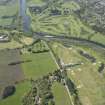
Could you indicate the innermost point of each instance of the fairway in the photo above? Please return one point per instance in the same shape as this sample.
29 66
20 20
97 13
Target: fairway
61 96
42 64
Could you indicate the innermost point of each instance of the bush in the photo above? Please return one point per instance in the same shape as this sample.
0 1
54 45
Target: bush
8 91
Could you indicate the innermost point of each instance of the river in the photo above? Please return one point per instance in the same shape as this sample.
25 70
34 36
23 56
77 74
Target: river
25 18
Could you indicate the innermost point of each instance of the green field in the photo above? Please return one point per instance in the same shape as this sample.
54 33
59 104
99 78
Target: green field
16 99
41 64
8 10
89 82
61 96
9 74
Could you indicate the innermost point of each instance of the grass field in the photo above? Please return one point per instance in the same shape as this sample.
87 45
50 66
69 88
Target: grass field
90 83
9 74
61 96
11 45
16 99
42 63
8 10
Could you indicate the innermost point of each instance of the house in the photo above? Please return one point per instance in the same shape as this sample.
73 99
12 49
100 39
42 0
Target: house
4 38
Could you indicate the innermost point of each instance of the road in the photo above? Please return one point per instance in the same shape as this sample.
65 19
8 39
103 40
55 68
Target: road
68 41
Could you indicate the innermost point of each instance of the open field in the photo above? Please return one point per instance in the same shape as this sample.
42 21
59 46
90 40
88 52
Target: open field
_ _ _
● **REQUIRED WORK**: Reproduce verbatim the lines starting at the one that contains "of the open" and ending at the final line of the entries, with both of those lines included.

● **TASK SOLUTION**:
Could you indicate the innermost point of each instance of the open field in the photo above? Please return one point per instance in the same shape as this sample.
42 21
59 46
90 40
88 52
Target: open field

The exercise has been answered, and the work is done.